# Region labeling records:

________

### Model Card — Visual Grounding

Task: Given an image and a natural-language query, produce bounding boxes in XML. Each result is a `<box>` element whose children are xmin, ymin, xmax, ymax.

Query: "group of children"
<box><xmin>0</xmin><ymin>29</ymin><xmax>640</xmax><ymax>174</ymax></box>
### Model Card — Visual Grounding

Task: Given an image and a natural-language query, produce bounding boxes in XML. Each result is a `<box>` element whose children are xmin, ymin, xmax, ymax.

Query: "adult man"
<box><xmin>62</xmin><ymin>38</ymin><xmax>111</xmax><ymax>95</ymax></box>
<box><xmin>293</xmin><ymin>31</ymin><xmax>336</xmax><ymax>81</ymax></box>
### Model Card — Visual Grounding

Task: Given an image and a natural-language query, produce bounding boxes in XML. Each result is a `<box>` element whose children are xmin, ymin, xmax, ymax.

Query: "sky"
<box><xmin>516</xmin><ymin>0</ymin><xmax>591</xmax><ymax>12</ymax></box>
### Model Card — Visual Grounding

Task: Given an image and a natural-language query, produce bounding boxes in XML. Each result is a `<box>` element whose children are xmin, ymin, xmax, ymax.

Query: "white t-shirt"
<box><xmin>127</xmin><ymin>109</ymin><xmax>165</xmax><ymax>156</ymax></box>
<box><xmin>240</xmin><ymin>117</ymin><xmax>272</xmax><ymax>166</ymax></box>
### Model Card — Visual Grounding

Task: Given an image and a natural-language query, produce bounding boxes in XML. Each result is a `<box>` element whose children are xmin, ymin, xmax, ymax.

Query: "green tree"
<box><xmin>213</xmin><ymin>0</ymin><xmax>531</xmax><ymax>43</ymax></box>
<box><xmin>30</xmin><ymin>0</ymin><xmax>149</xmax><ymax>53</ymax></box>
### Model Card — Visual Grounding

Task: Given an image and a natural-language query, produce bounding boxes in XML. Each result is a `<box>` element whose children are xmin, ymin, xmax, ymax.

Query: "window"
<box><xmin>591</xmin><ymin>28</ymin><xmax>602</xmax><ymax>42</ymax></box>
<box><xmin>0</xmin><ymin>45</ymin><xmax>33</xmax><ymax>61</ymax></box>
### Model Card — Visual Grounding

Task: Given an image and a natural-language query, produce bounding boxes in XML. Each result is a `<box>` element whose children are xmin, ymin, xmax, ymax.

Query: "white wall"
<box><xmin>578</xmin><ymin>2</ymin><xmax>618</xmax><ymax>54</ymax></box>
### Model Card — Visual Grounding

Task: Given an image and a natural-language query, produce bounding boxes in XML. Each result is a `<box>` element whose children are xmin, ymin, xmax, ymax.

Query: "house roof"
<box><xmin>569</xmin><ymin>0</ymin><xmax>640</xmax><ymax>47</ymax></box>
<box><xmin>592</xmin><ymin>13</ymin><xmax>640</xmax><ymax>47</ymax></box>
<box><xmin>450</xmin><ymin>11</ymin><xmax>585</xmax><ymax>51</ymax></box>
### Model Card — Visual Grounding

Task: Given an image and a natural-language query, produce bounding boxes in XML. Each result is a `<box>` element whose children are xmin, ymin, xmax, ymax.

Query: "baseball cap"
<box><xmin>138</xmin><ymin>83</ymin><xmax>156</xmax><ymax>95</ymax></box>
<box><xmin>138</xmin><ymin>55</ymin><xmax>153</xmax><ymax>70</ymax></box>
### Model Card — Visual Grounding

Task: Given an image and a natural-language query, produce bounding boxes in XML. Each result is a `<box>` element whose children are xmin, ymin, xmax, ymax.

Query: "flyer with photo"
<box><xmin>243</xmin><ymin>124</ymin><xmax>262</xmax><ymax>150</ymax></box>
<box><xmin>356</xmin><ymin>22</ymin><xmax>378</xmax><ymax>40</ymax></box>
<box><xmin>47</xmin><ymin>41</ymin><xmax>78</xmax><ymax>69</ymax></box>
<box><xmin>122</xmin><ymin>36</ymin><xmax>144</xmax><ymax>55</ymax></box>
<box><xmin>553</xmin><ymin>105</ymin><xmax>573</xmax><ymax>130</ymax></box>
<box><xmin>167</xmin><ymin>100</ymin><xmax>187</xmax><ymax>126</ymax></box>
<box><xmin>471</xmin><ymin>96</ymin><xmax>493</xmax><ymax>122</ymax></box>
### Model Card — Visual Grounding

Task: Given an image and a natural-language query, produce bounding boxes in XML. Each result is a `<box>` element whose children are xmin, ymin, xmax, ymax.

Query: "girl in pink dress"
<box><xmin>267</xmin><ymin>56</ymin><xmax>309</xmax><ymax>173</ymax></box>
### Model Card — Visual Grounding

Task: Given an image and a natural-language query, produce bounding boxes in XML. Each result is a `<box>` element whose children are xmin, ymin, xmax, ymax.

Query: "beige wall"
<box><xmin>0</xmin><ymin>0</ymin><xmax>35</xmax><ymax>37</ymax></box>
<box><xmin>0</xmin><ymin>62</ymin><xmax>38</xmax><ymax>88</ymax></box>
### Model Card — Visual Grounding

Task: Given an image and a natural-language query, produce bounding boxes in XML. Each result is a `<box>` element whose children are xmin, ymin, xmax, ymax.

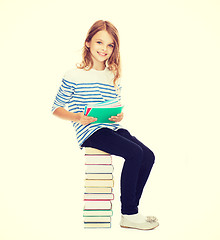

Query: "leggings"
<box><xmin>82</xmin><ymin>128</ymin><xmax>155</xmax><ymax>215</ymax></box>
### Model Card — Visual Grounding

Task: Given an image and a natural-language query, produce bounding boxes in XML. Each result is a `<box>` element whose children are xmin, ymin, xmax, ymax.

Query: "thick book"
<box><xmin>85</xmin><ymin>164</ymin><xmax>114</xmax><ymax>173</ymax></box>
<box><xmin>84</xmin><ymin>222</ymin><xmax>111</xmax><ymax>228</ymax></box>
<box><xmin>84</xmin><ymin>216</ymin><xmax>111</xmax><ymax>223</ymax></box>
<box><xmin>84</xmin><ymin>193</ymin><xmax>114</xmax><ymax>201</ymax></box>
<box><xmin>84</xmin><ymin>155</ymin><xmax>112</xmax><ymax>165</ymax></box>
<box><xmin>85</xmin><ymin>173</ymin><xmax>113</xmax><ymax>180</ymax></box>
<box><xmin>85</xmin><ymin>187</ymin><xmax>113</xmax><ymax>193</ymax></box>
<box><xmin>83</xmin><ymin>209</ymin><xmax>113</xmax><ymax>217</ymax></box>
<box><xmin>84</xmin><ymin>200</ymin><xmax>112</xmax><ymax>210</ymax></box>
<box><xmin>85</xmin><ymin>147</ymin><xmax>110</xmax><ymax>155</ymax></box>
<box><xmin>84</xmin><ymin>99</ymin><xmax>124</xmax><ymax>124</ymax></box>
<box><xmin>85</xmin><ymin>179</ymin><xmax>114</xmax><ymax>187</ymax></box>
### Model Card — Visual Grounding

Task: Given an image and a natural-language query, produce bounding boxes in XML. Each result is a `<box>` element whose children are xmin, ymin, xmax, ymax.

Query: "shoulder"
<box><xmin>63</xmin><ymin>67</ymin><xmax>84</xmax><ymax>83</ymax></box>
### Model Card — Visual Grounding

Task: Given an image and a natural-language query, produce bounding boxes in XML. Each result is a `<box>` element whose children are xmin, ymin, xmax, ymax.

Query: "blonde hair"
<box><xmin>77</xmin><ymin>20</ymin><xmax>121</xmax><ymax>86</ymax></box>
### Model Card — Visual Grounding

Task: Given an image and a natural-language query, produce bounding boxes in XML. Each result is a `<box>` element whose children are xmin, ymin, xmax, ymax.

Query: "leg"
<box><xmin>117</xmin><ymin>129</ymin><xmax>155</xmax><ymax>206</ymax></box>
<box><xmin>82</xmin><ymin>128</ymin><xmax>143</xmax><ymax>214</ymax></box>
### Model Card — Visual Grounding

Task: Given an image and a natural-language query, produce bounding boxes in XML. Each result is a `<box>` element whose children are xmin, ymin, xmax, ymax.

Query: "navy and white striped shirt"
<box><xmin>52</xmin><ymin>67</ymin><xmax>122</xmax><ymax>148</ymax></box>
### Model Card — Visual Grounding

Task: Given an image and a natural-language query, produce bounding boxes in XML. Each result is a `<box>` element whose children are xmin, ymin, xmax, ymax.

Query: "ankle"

________

# Your task:
Gather every line of the items above that contains the word "white", matching case.

# Output of the exercise:
Query: "white t-shirt"
Query: "white wall"
Query: "navy and white striped shirt"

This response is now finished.